RECORDS FOR PROCESSING:

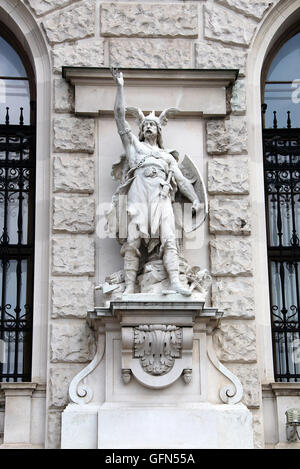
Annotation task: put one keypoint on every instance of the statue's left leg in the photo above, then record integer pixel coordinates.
(171, 263)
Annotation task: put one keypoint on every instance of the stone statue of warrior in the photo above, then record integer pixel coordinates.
(153, 176)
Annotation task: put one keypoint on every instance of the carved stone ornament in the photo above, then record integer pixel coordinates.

THE TASK: Reproduce the entire listing above word for word, omitting the picture.

FINAL ANSWER:
Annotation task: put one keypoint on every instance of the statue's left leg in the photo above, then record integer pixel coordinates.
(171, 263)
Annotation task: put one keypoint on every instance of the stone statue of warrior in the photo above, then record integer pixel coordinates.
(153, 176)
Annotation task: put one keypoint on every instance of the carved stone ornament in the photo above, then record integer pixel coordinates.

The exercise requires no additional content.